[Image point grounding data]
..........

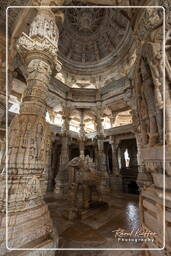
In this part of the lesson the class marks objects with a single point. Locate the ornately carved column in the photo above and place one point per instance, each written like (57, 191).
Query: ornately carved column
(115, 178)
(30, 139)
(62, 178)
(115, 164)
(101, 154)
(82, 135)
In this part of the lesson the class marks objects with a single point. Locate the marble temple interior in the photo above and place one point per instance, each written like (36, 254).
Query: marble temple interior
(85, 127)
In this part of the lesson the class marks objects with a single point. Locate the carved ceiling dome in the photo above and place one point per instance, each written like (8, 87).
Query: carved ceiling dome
(90, 37)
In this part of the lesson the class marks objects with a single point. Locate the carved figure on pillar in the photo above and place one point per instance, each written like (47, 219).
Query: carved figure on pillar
(38, 51)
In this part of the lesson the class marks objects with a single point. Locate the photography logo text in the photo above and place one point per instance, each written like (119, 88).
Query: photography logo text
(142, 234)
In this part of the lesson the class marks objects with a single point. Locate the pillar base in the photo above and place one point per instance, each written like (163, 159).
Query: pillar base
(28, 229)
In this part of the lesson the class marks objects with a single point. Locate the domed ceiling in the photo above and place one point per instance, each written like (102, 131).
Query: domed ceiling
(91, 39)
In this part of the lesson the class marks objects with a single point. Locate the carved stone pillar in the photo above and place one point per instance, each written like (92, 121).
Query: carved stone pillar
(62, 176)
(115, 178)
(82, 136)
(113, 118)
(101, 163)
(115, 164)
(30, 140)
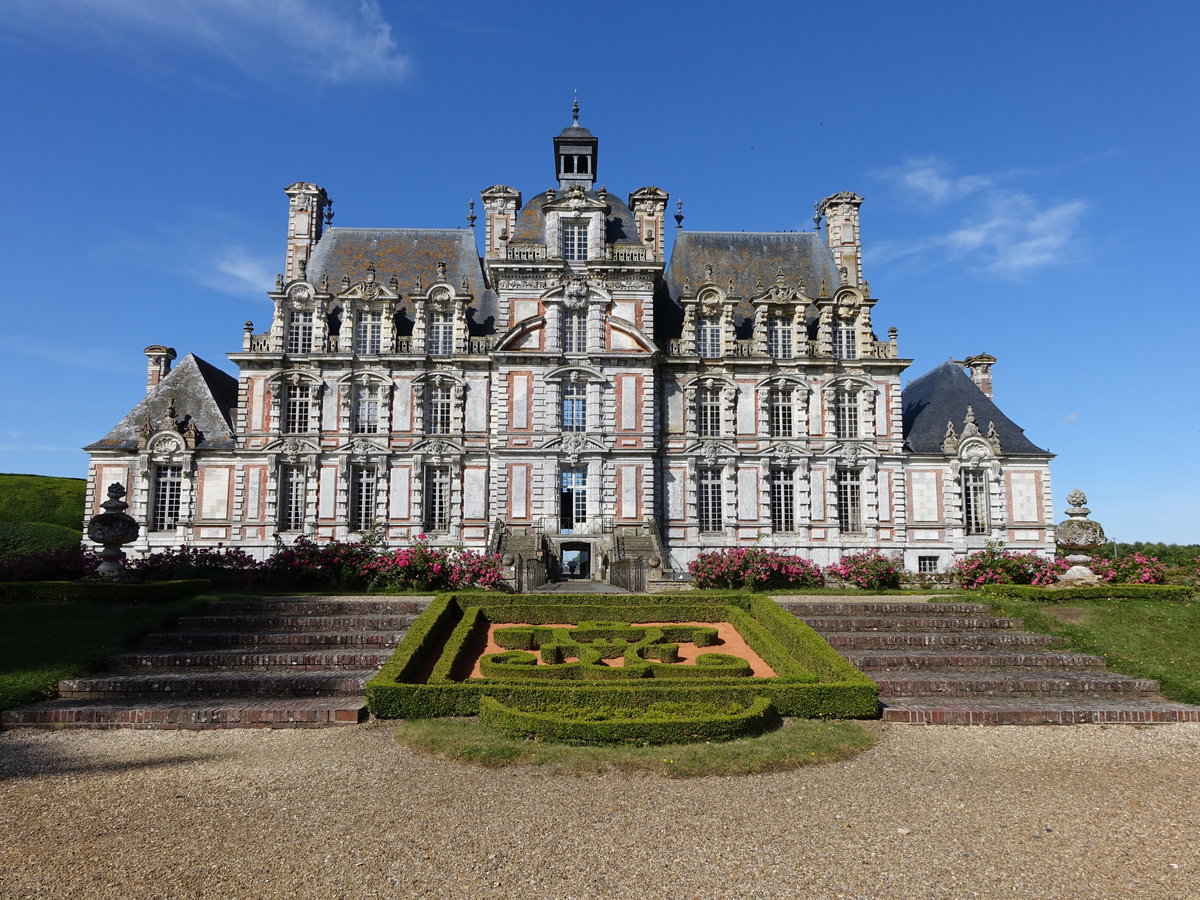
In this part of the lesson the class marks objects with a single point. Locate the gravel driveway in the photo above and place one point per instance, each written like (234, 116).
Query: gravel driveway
(1084, 811)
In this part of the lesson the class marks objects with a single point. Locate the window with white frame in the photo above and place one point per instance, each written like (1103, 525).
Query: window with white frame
(292, 498)
(780, 336)
(975, 501)
(575, 406)
(709, 499)
(437, 411)
(441, 340)
(575, 330)
(168, 489)
(708, 412)
(575, 240)
(783, 420)
(783, 499)
(845, 340)
(708, 336)
(369, 333)
(845, 414)
(437, 498)
(299, 335)
(366, 408)
(297, 409)
(850, 501)
(363, 497)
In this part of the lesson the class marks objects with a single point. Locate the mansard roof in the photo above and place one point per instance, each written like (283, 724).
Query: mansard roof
(621, 225)
(412, 255)
(943, 395)
(202, 394)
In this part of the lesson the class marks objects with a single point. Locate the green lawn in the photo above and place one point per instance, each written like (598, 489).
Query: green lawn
(1150, 639)
(43, 643)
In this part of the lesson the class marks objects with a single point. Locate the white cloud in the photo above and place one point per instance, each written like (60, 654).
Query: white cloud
(329, 41)
(1001, 231)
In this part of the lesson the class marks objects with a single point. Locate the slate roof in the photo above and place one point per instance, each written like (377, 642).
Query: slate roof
(748, 257)
(408, 253)
(943, 395)
(202, 391)
(621, 226)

..........

■ WHAT YOU SHOULD DO:
Using the data above, reproduce exactly the lines from the line that contains "Query: domed ceiling" through the line that contains "like (92, 121).", including both.

■ RESPONSE TO THE TASK:
Query: domed ceiling
(91, 39)
In this part of the lesson the class marks objects with a single point. Locate the carved stone pillar in the photo above and place one point per instance, each written like (92, 121).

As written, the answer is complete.